(Excerpts of labeled region data)
= = = = =

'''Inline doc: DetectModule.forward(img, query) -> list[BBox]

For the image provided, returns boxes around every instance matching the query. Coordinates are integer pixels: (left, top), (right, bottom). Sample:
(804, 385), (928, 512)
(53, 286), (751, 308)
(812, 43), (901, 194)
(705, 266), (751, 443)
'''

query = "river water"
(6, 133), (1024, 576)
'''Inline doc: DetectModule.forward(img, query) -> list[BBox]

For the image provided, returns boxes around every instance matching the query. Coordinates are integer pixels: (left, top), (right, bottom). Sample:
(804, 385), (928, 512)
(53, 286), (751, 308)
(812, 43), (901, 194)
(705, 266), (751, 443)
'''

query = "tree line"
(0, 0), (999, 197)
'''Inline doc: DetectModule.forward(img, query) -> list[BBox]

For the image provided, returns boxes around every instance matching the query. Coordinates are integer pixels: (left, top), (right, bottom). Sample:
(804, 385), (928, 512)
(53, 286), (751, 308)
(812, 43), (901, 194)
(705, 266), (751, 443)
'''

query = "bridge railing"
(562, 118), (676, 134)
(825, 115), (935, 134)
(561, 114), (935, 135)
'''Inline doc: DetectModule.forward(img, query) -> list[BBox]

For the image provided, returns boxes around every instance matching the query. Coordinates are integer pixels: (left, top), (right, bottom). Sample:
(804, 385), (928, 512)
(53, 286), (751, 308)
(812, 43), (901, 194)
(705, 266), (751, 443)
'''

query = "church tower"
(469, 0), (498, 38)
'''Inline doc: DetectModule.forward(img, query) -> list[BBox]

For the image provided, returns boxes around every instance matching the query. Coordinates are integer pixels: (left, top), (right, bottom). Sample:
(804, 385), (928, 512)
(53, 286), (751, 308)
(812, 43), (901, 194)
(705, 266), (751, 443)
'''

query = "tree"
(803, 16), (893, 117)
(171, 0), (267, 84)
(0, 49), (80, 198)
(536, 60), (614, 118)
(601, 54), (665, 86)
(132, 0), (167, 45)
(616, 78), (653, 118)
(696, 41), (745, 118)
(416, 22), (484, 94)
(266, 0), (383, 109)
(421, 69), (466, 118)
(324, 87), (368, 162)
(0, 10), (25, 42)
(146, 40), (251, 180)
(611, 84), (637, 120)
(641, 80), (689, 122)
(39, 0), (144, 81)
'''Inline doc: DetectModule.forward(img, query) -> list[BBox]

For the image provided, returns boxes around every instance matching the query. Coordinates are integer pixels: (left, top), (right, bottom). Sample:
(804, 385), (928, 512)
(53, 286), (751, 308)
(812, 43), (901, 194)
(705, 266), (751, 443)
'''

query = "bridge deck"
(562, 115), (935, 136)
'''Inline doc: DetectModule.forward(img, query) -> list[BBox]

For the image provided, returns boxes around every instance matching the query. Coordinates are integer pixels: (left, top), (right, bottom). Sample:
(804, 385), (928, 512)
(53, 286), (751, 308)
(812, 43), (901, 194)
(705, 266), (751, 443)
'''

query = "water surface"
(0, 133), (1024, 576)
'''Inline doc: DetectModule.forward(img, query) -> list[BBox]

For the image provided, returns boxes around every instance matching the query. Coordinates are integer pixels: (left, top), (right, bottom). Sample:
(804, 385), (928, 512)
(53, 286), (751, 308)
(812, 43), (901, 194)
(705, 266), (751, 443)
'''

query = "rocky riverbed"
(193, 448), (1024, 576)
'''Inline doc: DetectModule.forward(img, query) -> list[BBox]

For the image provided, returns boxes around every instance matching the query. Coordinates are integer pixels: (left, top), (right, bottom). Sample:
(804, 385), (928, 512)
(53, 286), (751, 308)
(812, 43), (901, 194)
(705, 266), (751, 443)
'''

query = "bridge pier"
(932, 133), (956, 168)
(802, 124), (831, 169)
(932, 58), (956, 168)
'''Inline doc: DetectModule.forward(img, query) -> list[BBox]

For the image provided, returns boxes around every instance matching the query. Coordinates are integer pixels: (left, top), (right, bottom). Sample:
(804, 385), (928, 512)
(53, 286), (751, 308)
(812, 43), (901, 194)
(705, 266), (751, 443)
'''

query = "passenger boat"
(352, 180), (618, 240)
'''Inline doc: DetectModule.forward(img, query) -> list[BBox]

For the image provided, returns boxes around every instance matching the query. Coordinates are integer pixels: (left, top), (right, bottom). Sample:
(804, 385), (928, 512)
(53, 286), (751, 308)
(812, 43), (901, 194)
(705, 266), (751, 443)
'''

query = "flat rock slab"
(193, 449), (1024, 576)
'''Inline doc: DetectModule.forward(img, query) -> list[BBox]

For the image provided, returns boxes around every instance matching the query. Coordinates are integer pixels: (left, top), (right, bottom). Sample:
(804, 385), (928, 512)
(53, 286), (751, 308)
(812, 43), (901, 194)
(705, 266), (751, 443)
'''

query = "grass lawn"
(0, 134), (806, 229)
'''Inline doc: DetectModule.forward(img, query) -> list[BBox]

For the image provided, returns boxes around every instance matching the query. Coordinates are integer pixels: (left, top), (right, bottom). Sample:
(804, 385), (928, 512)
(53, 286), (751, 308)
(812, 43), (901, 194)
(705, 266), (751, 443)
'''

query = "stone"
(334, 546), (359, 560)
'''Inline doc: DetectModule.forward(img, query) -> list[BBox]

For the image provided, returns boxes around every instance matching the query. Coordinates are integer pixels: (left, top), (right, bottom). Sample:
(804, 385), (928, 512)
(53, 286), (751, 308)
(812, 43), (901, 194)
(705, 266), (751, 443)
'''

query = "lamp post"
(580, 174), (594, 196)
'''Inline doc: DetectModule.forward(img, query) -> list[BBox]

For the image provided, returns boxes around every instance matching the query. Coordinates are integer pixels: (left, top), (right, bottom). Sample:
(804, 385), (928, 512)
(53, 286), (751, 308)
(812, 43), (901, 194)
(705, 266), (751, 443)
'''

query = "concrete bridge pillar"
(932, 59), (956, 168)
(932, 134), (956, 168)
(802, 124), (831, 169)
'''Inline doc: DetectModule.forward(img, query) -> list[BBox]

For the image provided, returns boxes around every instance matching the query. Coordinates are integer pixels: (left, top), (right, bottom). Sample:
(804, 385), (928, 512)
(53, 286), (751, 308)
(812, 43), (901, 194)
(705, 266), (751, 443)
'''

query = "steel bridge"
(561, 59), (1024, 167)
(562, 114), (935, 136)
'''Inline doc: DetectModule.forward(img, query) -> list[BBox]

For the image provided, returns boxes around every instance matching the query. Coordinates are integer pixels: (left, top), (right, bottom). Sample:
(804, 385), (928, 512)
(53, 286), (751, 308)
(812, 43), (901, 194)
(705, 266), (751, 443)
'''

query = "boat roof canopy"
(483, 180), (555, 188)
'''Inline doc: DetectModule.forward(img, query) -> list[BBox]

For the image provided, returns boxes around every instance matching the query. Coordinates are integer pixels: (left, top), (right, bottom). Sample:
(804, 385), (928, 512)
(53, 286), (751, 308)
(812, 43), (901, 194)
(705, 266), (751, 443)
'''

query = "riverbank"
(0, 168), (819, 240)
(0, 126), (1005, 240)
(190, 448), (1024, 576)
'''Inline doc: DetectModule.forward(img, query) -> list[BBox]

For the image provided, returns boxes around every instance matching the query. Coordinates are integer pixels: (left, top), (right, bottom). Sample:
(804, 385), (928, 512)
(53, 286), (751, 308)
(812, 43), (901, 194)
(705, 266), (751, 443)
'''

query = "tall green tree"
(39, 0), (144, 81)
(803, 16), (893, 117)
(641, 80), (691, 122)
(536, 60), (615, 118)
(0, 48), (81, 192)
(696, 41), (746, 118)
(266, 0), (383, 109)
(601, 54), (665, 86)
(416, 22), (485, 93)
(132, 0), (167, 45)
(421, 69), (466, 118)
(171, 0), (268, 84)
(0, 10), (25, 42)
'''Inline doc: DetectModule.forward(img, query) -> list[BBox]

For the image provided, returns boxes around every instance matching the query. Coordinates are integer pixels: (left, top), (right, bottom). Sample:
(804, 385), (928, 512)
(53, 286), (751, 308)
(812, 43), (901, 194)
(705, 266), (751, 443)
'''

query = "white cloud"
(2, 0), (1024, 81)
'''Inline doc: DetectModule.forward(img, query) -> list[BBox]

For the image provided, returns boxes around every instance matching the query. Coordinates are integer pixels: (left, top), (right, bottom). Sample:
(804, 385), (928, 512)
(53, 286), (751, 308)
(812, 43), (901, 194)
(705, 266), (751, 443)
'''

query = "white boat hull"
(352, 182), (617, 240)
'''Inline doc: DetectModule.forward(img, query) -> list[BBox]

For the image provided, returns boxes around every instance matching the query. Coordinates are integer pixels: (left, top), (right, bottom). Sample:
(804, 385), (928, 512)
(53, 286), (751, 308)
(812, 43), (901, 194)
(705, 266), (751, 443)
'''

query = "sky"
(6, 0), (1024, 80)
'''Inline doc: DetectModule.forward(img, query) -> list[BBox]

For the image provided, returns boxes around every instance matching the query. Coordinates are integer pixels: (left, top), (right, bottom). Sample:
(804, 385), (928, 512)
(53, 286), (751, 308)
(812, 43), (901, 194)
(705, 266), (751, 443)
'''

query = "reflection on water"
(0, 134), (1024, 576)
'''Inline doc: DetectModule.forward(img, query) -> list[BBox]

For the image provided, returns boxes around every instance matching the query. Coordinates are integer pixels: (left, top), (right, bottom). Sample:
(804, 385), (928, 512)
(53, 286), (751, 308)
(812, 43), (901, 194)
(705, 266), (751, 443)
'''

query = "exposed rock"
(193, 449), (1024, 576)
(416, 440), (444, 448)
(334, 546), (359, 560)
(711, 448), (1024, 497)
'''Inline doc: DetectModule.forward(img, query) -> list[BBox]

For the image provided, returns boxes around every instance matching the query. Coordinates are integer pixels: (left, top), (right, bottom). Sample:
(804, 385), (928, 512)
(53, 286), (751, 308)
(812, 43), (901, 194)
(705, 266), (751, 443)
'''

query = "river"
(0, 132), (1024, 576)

= = = = =

Give as a JSON list of strings, one per line and skipping blank lines, the material from its first line through the line containing "(469, 0), (498, 38)", that line included.

__Task answer__
[
  "'''Inline doc: DetectModule.forward(img, query) -> list[BBox]",
  "For the image provided, returns boxes around every instance matching the query. Coordinates are integer pixels: (left, top), (right, bottom). Sample:",
  "(804, 385), (928, 512)",
  "(53, 286), (751, 308)",
  "(812, 43), (901, 194)",
  "(705, 266), (751, 443)",
  "'''",
  "query = \"river water\"",
  "(6, 133), (1024, 576)",
  "'''Inline doc: DetectModule.forward(img, query) -> list[BBox]",
  "For the image provided, returns boxes around every instance matching the query. Coordinates are integer pixels: (left, top), (right, bottom). Sample:",
  "(804, 385), (928, 512)",
  "(53, 286), (751, 308)",
  "(812, 43), (901, 194)",
  "(705, 266), (751, 443)",
  "'''",
  "query = \"tree line\"",
  "(0, 0), (999, 197)",
  "'''Inline doc: DetectModule.forward(img, query) -> list[BBox]",
  "For the image provided, returns boxes around every instance matching the query. Coordinates are integer pixels: (left, top), (right, bottom). Sample:",
  "(804, 385), (928, 512)",
  "(53, 286), (751, 308)",
  "(812, 43), (901, 194)",
  "(705, 266), (751, 443)",
  "'''",
  "query = \"bridge railing\"",
  "(562, 118), (676, 134)",
  "(825, 115), (935, 134)",
  "(561, 114), (935, 135)",
  "'''Inline doc: DetectModule.forward(img, query) -> list[BBox]",
  "For the image provided, returns boxes around every instance matching the query. Coordinates are integer pixels: (left, top), (right, bottom). Sample:",
  "(804, 385), (928, 512)",
  "(53, 286), (751, 308)",
  "(812, 43), (901, 194)",
  "(705, 266), (751, 443)",
  "'''",
  "query = \"church tower\"",
  "(469, 0), (498, 38)"
]